For this exercise, return the line containing "Guideline: for every instance of the tree" and every line after it through the end of the records below, without alteration.
Top of Records supplied
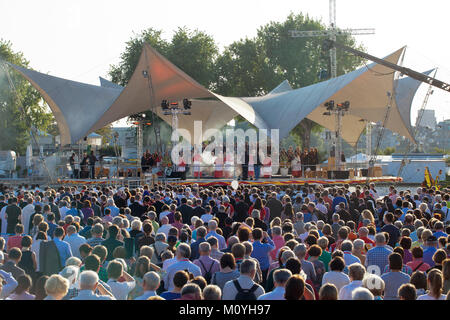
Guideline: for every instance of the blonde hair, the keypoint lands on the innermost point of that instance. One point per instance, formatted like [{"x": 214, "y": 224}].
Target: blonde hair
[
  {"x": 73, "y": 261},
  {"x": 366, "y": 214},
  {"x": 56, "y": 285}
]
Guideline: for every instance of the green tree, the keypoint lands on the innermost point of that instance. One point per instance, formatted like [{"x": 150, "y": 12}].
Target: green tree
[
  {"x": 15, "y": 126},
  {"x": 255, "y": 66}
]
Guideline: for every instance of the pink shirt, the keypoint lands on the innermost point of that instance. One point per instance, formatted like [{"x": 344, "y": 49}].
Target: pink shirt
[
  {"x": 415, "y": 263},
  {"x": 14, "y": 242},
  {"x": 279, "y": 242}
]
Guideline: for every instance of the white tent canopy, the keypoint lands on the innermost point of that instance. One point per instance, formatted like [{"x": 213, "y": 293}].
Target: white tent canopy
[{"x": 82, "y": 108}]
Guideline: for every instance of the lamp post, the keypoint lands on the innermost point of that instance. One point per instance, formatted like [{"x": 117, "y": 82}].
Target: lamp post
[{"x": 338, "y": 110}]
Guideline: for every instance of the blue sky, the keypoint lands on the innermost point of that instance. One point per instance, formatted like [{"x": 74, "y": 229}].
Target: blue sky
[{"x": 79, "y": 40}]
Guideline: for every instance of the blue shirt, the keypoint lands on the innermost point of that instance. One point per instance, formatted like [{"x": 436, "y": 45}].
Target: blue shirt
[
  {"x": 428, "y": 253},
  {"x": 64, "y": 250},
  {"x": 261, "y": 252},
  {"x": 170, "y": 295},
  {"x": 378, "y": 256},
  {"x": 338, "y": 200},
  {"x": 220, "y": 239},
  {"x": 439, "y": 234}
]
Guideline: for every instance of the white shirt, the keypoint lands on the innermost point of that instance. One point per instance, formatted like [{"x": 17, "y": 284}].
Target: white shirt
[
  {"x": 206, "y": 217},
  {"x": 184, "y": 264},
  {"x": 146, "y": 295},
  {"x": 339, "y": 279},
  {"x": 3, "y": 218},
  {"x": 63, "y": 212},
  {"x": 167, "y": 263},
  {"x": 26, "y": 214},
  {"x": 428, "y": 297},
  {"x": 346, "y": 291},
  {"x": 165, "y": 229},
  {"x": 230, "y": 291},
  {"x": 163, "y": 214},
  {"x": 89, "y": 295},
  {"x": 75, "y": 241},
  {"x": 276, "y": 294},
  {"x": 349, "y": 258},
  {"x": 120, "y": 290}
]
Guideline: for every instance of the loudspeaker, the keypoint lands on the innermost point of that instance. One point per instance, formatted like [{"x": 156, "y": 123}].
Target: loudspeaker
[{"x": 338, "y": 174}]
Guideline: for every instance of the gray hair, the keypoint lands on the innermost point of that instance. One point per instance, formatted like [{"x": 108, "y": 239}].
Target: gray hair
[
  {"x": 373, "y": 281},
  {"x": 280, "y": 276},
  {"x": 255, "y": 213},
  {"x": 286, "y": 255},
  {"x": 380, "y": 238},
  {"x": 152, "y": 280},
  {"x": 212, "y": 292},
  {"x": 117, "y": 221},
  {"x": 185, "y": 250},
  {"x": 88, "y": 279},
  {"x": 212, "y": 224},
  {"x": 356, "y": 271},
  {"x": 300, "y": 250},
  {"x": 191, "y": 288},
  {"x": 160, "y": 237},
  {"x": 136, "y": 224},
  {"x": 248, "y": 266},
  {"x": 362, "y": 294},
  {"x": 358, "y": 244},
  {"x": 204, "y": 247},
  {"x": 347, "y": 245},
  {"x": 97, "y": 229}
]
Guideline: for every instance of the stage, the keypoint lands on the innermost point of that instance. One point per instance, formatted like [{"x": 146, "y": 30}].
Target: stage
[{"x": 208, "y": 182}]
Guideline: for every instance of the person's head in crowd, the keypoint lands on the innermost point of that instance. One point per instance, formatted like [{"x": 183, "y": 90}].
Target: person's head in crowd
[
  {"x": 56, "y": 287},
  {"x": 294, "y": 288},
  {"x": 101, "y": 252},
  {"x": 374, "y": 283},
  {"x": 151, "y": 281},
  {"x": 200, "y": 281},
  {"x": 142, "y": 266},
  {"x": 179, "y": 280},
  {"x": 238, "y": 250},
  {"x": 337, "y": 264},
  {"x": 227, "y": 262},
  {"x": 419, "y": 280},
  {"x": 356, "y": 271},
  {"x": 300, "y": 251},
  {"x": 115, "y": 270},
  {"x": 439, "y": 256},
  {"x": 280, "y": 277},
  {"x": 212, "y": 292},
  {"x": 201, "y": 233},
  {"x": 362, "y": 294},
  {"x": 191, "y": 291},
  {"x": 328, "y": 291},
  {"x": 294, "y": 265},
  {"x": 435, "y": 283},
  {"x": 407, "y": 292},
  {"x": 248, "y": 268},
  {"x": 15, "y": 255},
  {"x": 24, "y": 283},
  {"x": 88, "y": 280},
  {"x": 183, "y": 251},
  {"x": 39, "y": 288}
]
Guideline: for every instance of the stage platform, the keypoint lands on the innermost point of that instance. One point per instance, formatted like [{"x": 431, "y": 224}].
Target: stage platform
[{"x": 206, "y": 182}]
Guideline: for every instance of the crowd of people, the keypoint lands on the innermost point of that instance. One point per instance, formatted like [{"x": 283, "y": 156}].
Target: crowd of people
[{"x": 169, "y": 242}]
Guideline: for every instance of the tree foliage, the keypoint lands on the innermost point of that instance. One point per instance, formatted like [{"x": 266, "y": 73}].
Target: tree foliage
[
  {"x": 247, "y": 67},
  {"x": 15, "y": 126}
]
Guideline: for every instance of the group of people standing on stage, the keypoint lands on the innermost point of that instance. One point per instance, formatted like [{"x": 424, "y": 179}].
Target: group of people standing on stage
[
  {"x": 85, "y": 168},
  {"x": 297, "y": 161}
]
Bottom of Records supplied
→ Your response
Guideline: for every instance of the tree foliage, the keypoint lands on the innermost point of that instance. One point per instance, formatted like [{"x": 266, "y": 73}].
Target: tree foliage
[
  {"x": 247, "y": 67},
  {"x": 15, "y": 126}
]
Guideline: for every instance of the group of people standing on stage, the keypoint lands on the innermost point of that instance. One point per instance, formatted like [{"x": 424, "y": 179}].
Target: group of people standing on stage
[
  {"x": 85, "y": 168},
  {"x": 297, "y": 161}
]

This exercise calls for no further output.